Aufgaben >>
A: Beantworten Sie anhand des Artikels zum Prozess um die Samenspende folgende Fragen:
(i) Wie alt ist die klagende Frau heute?
(ii) Welche Kammer suchte am Montag nach einer Lösung für den Prozess?
(iii) Bis zu welchem Jahr führte der Frauenarzt zwei Dateien?
B: Geben Sie den Abschnitt des Artikels zum Prozess um die Samenspende wörtlich wieder, beginnend mit „Prozess um Samenspende:Suche“ und fortlaufend bis einschließlich „und Adresse ihres Erzeugers.“.
C: Zählen Sie alle Merkmale des Spenders auf, die der Artikel zum Prozess um die Samenspende ausdrücklich als Inhalt der zweiten Datei nennt.

Textauszug >>
Prozess um Samenspende:Suche nach dem Vater endet im Reißwolf

Wer ist mein Vater? Diese Frage quält eine 25-Jährige so sehr, dass sie einen Münchner Gynäkologen verklagt. Er soll Name und Adresse des Spenders herausgeben. Vor Gericht bekommt sie zwar Recht - trotzdem endet die Suche ohne Ergebnis.

Von Ekkehard Müller-Jentsch

Wer ist mein Vater? Diese Frage quält seit geraumer Zeit eine heute 25 Jahre alte Frau. Sie weiß nur, dass ein unbekannter Mann den Samen gespendet hat, der zu ihrer Geburt im Oktober 1989 geführt hat. Deshalb klagte die Frau gegen den Münchner Gynäkologen, der die künstliche Befruchtung vorgenommen hatte: Sie will Namen und Adresse ihres Erzeugers.

Doch der Mediziner beteuerte seither, beim besten Willen keine Auskunft geben zu können, weil die Patientinnenakte längst im Reißwolf gelandet sei. Am Montag suchte die Arzthaftungskammer am Landgericht München I nun hinter verschlossenen Türen am runden Tisch nach einer Lösung für den festgefahrenen Prozess.

Der Frauenarzt hatte bis 1993 zwei Dateien geführt. Nämlich einmal die Akten der Patientinnen, die aber niemals die Information enthalten hätten, von welchem Spender der Samen stammte, sagt sein Rechtsanwalt Wolfgang Putz. Dazu eine zweite Datei, in der es unter anderem um Augen- und Haarfarbe sowie Statur des Spenders ging, weil stets eine möglichst enge Ähnlichkeit zum sozialen Vater gewünscht war - denn die "Fremdabstammung" sollte ja nicht auffallen.

Angezeigte Informationen >>
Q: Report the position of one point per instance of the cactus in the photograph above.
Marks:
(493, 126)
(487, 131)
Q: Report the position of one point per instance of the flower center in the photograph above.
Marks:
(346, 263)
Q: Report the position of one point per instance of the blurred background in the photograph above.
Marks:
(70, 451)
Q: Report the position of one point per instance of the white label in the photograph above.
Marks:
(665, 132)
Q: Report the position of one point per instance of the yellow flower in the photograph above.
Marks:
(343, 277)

Lösungen >>
A:
(i) 25 Jahre
(ii) Die Arzthaftungskammer am Landgericht München I
(iii) Bis 1993

B:
Prozess um Samenspende:Suche nach dem Vater endet im Reißwolf

Wer ist mein Vater? Diese Frage quält eine 25-Jährige so sehr, dass sie einen Münchner Gynäkologen verklagt. Er soll Name und Adresse des Spenders herausgeben. Vor Gericht bekommt sie zwar Recht - trotzdem endet die Suche ohne Ergebnis.

Von Ekkehard Müller-Jentsch

Wer ist mein Vater? Diese Frage quält seit geraumer Zeit eine heute 25 Jahre alte Frau. Sie weiß nur, dass ein unbekannter Mann den Samen gespendet hat, der zu ihrer Geburt im Oktober 1989 geführt hat. Deshalb klagte die Frau gegen den Münchner Gynäkologen, der die künstliche Befruchtung vorgenommen hatte: Sie will Namen und Adresse ihres Erzeugers.

C: Augenfarbe, Haarfarbe, Statur